▶ **TEXTE FOURNI**
Rosalie Lamorlière (1768-1848)

Ou celle dont on se souvient majoritairement parce qu’elle est un personnage de Lady Oscar.

Si comme moi vous êtes fan de Lady Oscar, le personnage de Rosalie Lamorlière vous êtes nécessairement familier. Et si vous ne connaissez pas, je ne vous ferai pas l’affront de spoiler, même si le manga a 52 ans et l’anime plus de 40, pour vous laisser découvrir ce banger culte ! Pour l’anecdote, c’est ce manga qui m’a fait tomber amoureuse de Louis XVI et Marie-Antoinette.

Rosalie Lamorlière dans La rose de Versailles / Lady Oscar de Riyoko Ikeda

Riyoko Ikeda, l’autrice de Lady Oscar (Versailles no Bara au Japon), a fait un travail de dingue pour la réalisation de son manga et les préfaces et postfaces des mangas expliquent certains anachronismes que l’on pardonne aisément (Oscar portant un uniforme plutôt napoléonien, par exemple, parce qu’elle a eu la documentation trop tard). Cependant, elle a aussi pris de grandes libertés artistiques pour certains personnages historiques, ce qui est le cas de Rosalie : elle s’est inspirée de son destin initial, être la dernière servante de Marie-Antoinette, pour lui faire une saga épique, tragique aussi, et remplaçant avec un autre personnage les époux Desmoulins (Camille et Lucille), tous les deux guillotinés en 1794.

▶ **DONNÉES ENREGISTRÉES**
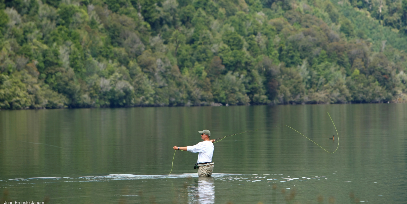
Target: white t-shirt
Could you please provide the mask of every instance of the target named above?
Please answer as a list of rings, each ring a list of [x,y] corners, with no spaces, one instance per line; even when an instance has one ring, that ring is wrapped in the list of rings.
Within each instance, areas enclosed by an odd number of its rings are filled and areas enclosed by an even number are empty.
[[[212,162],[213,155],[213,143],[210,141],[201,142],[193,146],[188,146],[186,150],[192,153],[199,152],[198,163]]]

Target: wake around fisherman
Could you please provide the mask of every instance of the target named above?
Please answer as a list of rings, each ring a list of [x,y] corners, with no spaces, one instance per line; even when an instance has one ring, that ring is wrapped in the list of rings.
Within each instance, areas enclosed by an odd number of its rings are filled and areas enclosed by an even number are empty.
[[[193,146],[188,147],[177,147],[174,146],[174,150],[188,151],[192,153],[199,152],[198,155],[198,162],[195,164],[194,169],[198,169],[198,176],[210,176],[213,171],[213,162],[212,156],[213,155],[213,143],[214,139],[210,139],[210,132],[208,130],[198,131],[201,133],[201,139],[203,141],[199,142]]]

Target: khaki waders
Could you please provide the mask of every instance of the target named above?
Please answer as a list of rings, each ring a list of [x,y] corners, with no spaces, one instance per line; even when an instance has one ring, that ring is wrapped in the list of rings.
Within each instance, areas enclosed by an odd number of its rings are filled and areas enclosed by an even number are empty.
[[[197,165],[199,167],[198,169],[198,176],[210,177],[212,175],[212,171],[213,171],[213,167],[214,166],[214,163],[212,162]]]

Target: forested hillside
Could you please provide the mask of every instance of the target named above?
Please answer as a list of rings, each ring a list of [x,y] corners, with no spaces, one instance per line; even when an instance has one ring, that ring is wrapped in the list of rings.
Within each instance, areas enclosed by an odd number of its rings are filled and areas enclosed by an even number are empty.
[[[0,109],[407,102],[407,0],[1,0]]]

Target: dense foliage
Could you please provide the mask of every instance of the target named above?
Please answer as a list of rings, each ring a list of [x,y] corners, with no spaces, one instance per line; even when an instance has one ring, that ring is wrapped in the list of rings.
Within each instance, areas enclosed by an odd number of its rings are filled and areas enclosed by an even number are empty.
[[[1,0],[0,109],[407,101],[407,0]]]

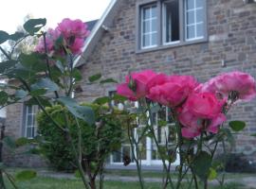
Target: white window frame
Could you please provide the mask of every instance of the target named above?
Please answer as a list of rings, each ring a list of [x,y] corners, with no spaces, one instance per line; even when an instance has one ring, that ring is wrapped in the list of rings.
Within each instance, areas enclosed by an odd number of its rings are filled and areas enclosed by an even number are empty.
[[[113,93],[116,89],[113,88],[113,89],[109,89],[107,90],[107,93],[106,94],[109,95],[110,93]],[[135,102],[135,107],[138,108],[138,102]],[[166,108],[166,120],[168,120],[168,108]],[[156,113],[156,116],[158,116],[158,113]],[[137,118],[138,119],[138,118]],[[137,120],[138,121],[138,120]],[[156,117],[156,126],[157,126],[157,117]],[[140,125],[139,127],[143,127],[143,125]],[[167,133],[168,133],[168,126],[166,129],[164,129],[167,130]],[[137,130],[135,129],[134,130],[134,135],[137,136]],[[157,137],[157,136],[156,136]],[[141,164],[143,165],[162,165],[162,161],[161,160],[153,160],[153,157],[152,157],[152,149],[153,149],[153,144],[154,144],[154,141],[152,138],[150,137],[146,137],[146,146],[145,146],[145,149],[146,149],[146,159],[143,159],[141,160]],[[110,164],[113,164],[113,165],[121,165],[123,164],[123,159],[122,159],[122,155],[123,155],[123,146],[130,146],[130,144],[122,144],[121,145],[121,147],[120,147],[120,150],[118,152],[118,153],[120,153],[120,156],[121,156],[121,162],[114,162],[114,154],[111,154],[110,155],[110,161],[109,161],[109,163]],[[135,146],[134,146],[135,147]],[[131,150],[131,146],[130,146],[130,150]],[[130,154],[132,155],[132,151],[130,151]],[[131,156],[131,163],[130,164],[131,165],[135,165],[136,163],[133,162],[132,160],[132,156]],[[168,162],[166,162],[166,163],[168,163]],[[177,165],[179,163],[179,154],[178,154],[178,151],[177,151],[177,154],[176,154],[176,161],[174,163],[172,163],[172,165]]]
[[[144,19],[144,9],[150,9],[150,18],[148,19]],[[152,17],[152,9],[157,9],[157,5],[156,4],[150,4],[150,5],[147,5],[147,6],[143,6],[141,7],[140,9],[140,48],[141,49],[148,49],[148,48],[153,48],[153,47],[156,47],[157,46],[157,29],[156,31],[153,31],[153,26],[152,26],[152,23],[153,23],[153,20],[156,20],[157,22],[157,14],[155,17]],[[155,10],[157,11],[157,9]],[[150,32],[145,32],[144,33],[144,22],[149,22],[150,23]],[[156,34],[156,44],[153,44],[153,34]],[[143,43],[144,43],[144,40],[143,40],[143,37],[145,35],[150,35],[150,45],[147,45],[147,46],[144,46]]]
[[[164,1],[162,3],[162,43],[163,45],[168,45],[168,44],[175,44],[175,43],[179,43],[180,40],[178,41],[174,41],[174,42],[167,42],[167,38],[166,38],[166,26],[167,26],[167,11],[166,11],[166,4],[172,2],[172,1]],[[180,2],[179,2],[180,3]],[[179,18],[179,22],[180,22],[180,18]],[[172,25],[170,25],[171,29],[172,30]],[[179,31],[179,37],[180,37],[180,32]]]
[[[28,112],[29,107],[32,108],[31,112]],[[33,105],[33,106],[26,106],[25,107],[25,137],[27,139],[33,139],[36,136],[37,133],[37,124],[36,124],[36,113],[37,113],[38,107]],[[27,125],[27,119],[28,115],[31,115],[31,122],[33,125],[28,126]],[[34,133],[31,133],[33,136],[27,136],[27,129],[33,129]]]
[[[153,50],[158,50],[158,49],[166,49],[170,47],[176,47],[176,46],[183,46],[183,45],[188,45],[188,44],[193,44],[193,43],[205,43],[208,41],[208,28],[207,28],[207,21],[208,21],[208,2],[207,0],[203,0],[202,6],[200,6],[200,9],[202,9],[202,22],[195,22],[192,24],[195,24],[196,31],[195,31],[195,37],[194,38],[188,38],[187,34],[187,2],[186,0],[178,0],[179,3],[179,40],[174,41],[174,42],[166,42],[166,9],[165,6],[167,5],[166,3],[171,2],[174,0],[161,0],[161,1],[156,1],[156,0],[145,0],[143,2],[138,2],[137,3],[137,40],[136,40],[136,52],[137,53],[144,53],[144,52],[150,52]],[[196,4],[196,2],[193,0],[193,4]],[[155,9],[156,9],[156,15],[157,15],[157,21],[156,21],[156,26],[157,26],[157,33],[154,35],[157,35],[157,40],[156,40],[156,45],[148,45],[148,46],[143,46],[143,9],[146,9],[149,6],[155,6]],[[155,8],[156,6],[156,8]],[[193,9],[198,9],[198,8],[195,8]],[[201,10],[200,10],[201,11]],[[196,10],[195,10],[195,19],[196,18]],[[197,14],[198,15],[198,14]],[[196,25],[196,24],[201,24],[202,26]],[[202,34],[201,36],[198,36],[198,27],[202,27]],[[201,31],[201,30],[200,30]]]
[[[195,40],[201,40],[201,39],[204,39],[205,38],[205,35],[206,35],[206,32],[205,30],[203,30],[203,36],[197,36],[197,26],[198,25],[203,25],[203,28],[205,27],[205,23],[204,21],[202,22],[198,22],[197,23],[197,16],[196,16],[196,13],[197,13],[197,10],[199,9],[202,9],[204,11],[204,7],[199,7],[197,8],[196,7],[196,0],[191,0],[191,1],[193,1],[193,9],[187,9],[187,0],[184,0],[185,2],[185,8],[184,8],[184,18],[185,18],[185,26],[184,26],[184,29],[185,29],[185,41],[186,42],[192,42],[192,41],[195,41]],[[187,14],[188,12],[190,11],[194,11],[194,23],[193,24],[188,24],[188,19],[187,19]],[[188,38],[188,26],[194,26],[194,38]]]

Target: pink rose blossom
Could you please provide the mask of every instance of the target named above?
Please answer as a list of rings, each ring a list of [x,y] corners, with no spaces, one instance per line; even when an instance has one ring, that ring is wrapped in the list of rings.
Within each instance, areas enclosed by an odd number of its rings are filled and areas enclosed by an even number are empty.
[[[202,131],[217,133],[219,126],[226,121],[222,107],[223,102],[213,94],[192,94],[178,117],[184,127],[182,136],[193,138],[199,136]]]
[[[54,43],[61,36],[61,32],[56,29],[49,28],[46,32],[46,42],[47,53],[51,54],[54,51]],[[44,37],[41,37],[35,50],[39,53],[45,53],[45,41]]]
[[[133,92],[129,88],[130,77],[126,76],[125,83],[121,83],[118,86],[118,94],[129,98],[132,101],[144,97],[147,94],[147,83],[155,76],[156,74],[152,70],[132,73],[131,77],[136,83],[136,92]]]
[[[70,20],[69,18],[64,19],[57,26],[64,38],[68,39],[70,37],[84,39],[88,37],[90,32],[87,30],[87,25],[81,20]]]
[[[64,37],[66,46],[73,54],[81,54],[84,44],[84,39],[90,32],[87,30],[87,25],[81,20],[70,20],[65,18],[60,23],[57,28]]]
[[[237,99],[234,100],[249,101],[256,96],[256,82],[247,73],[230,72],[211,78],[198,91],[214,93],[222,99],[228,99],[231,93],[236,93]]]
[[[198,85],[190,76],[171,76],[160,74],[152,78],[147,85],[147,95],[153,101],[168,107],[181,105]]]

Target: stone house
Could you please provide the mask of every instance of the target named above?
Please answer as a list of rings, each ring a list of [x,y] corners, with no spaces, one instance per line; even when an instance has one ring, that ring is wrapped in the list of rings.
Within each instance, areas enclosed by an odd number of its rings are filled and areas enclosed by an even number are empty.
[[[256,77],[255,61],[255,0],[113,0],[87,38],[82,59],[76,61],[83,76],[76,97],[85,101],[115,93],[115,85],[86,84],[96,73],[121,82],[129,71],[152,69],[192,75],[204,82],[233,70]],[[7,110],[7,131],[16,137],[25,134],[24,111],[22,104]],[[33,115],[32,108],[27,112]],[[168,110],[162,112],[156,118]],[[229,120],[247,125],[235,136],[237,153],[255,155],[256,138],[249,136],[256,132],[255,114],[256,100],[237,105],[229,114]],[[142,163],[159,164],[151,140],[144,145]],[[123,144],[120,152],[129,154],[129,146]],[[122,163],[119,154],[110,157],[110,163]]]

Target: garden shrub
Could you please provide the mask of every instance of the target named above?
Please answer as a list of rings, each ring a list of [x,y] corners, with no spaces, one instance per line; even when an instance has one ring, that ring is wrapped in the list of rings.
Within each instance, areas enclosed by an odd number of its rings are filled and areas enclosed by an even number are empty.
[[[95,104],[83,104],[90,106],[94,112],[98,124],[89,126],[84,121],[79,120],[82,130],[82,159],[88,161],[90,165],[100,163],[101,160],[106,160],[108,155],[118,150],[121,144],[121,123],[116,118],[115,113],[109,113],[107,107]],[[58,123],[64,123],[64,108],[56,105],[47,108],[46,112]],[[70,127],[69,132],[73,138],[74,145],[78,146],[78,128],[76,121],[71,114],[68,114]],[[101,123],[100,123],[101,121]],[[69,143],[70,140],[59,128],[49,120],[44,113],[37,115],[38,132],[42,135],[44,142],[41,144],[42,151],[49,160],[52,167],[59,171],[73,171],[75,158]],[[84,167],[85,168],[85,167]]]

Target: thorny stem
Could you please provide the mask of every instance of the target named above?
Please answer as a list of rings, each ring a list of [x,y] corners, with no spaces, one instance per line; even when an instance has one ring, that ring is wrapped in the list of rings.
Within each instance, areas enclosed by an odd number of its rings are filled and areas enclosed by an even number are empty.
[[[49,76],[50,79],[53,80],[52,76],[51,76],[50,66],[49,66],[49,58],[48,58],[48,52],[47,52],[47,44],[46,44],[46,33],[43,34],[43,37],[44,37],[45,53],[46,53],[46,65],[47,65],[47,70],[48,70],[48,76]],[[55,91],[54,94],[55,94],[56,98],[59,98],[58,92]]]
[[[139,163],[138,160],[137,160],[137,153],[136,154],[135,152],[135,148],[136,150],[139,150],[138,146],[137,146],[137,142],[136,141],[133,133],[131,133],[131,128],[130,128],[130,122],[128,122],[128,138],[129,138],[129,142],[132,147],[132,154],[133,154],[133,158],[136,162],[136,165],[137,165],[137,176],[138,176],[138,180],[139,180],[139,184],[140,184],[140,188],[144,189],[144,181],[142,179],[142,175],[141,175],[141,164]],[[136,146],[134,146],[134,145]]]
[[[65,118],[65,125],[67,127],[68,126],[68,120],[67,120],[67,114],[66,114],[66,112],[64,112],[64,118]],[[86,180],[86,178],[85,178],[85,174],[84,174],[84,171],[83,171],[82,166],[82,162],[80,160],[80,154],[77,152],[77,149],[75,147],[75,145],[74,145],[72,136],[71,136],[71,134],[69,132],[65,132],[65,134],[67,134],[67,137],[70,140],[70,145],[71,145],[72,150],[73,150],[74,155],[75,155],[75,159],[76,159],[76,162],[77,162],[77,165],[78,165],[79,172],[80,172],[80,175],[82,177],[82,180],[83,182],[83,185],[84,185],[84,187],[86,189],[90,189],[90,186],[87,183],[87,180]]]
[[[145,99],[144,99],[144,100],[145,100]],[[146,101],[146,100],[145,100],[145,101]],[[152,135],[153,135],[153,139],[154,139],[154,142],[155,142],[155,145],[156,145],[157,149],[160,150],[160,146],[159,146],[159,144],[158,144],[158,141],[157,141],[157,138],[156,138],[156,136],[155,136],[155,130],[154,130],[154,127],[153,127],[153,123],[154,123],[154,122],[153,122],[153,118],[152,118],[152,112],[151,112],[150,104],[147,103],[147,102],[145,102],[145,103],[146,103],[146,105],[147,105],[147,111],[148,111],[148,112],[149,112],[149,121],[150,121],[150,124],[147,123],[147,125],[148,125],[149,128],[150,128],[150,131],[151,131],[151,133],[152,133]],[[160,155],[160,158],[161,158],[163,166],[164,166],[164,170],[165,170],[165,172],[166,172],[166,177],[167,177],[168,180],[170,180],[171,188],[172,188],[172,189],[174,189],[174,185],[173,180],[172,180],[172,178],[171,178],[171,176],[170,176],[170,172],[168,172],[168,167],[167,167],[167,165],[166,165],[165,159],[164,159],[164,157],[163,157],[161,151],[159,152],[159,155]]]

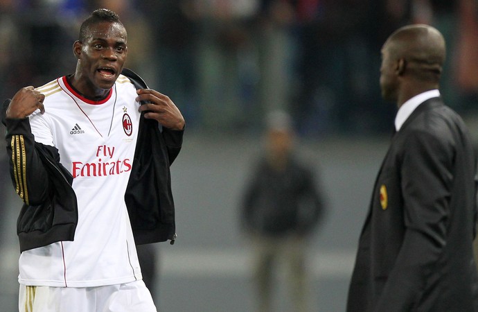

▶ **EXERCICE 1**
D'après le texte sur Rosalie Lamorlière, en quelle année les époux Desmoulins ont-ils été guillotinés ?
▶ **EXERCICE 2**
Recopiez fidèlement le passage du texte sur Rosalie Lamorlière qui commence par « Riyoko Ikeda, l’autrice » et se termine par « guillotinés en 1794. ».
▶ **EXERCICE 3**
Prolongez le texte sur Rosalie Lamorlière à la suite de sa dernière phrase.

▶ **BONNE RÉPONSE 1**
En 1794.

▶ **BONNE RÉPONSE 2**
Riyoko Ikeda, l’autrice de Lady Oscar (Versailles no Bara au Japon), a fait un travail de dingue pour la réalisation de son manga et les préfaces et postfaces des mangas expliquent certains anachronismes que l’on pardonne aisément (Oscar portant un uniforme plutôt napoléonien, par exemple, parce qu’elle a eu la documentation trop tard). Cependant, elle a aussi pris de grandes libertés artistiques pour certains personnages historiques, ce qui est le cas de Rosalie : elle s’est inspirée de son destin initial, être la dernière servante de Marie-Antoinette, pour lui faire une saga épique, tragique aussi, et remplaçant avec un autre personnage les époux Desmoulins (Camille et Lucille), tous les deux guillotinés en 1794.

▶ **BONNE RÉPONSE 3**
La vraie Rosalie Lamorlière est très différente de celle d’Ikeda et c’est d’elle dont j’ai envie de vous parler aujourd’hui.

Rosalie Lamorlière, de son nom complet Marie-Rosalie Lamorlière, est née le 19 mars 1768 à Breteuil, dans l’Oise. Son père est cordonnier. Elle est issue d’une fratrie de sept enfants et elle a le malheur de perdre sa mère à l’âge de douze ans.

Et si l’Histoire retient la modeste Rosalie qui est, à l’époque, Madame tout le monde, c’est parce qu’elle est la toute dernière servante de Marie-Antoinette.

Après les massacres qui ont eu lieu début septembre 1792 et qui ont vu des horreurs innommables, notamment la mort inique de la pauvre Princesse de Lamballe qui mériterait son propre article, Rosalie est engagée par le couple Richard qui est responsable de la Conciergerie, laquelle est une prison pour les personnes qui doivent être jugées avant d’être guillotinées.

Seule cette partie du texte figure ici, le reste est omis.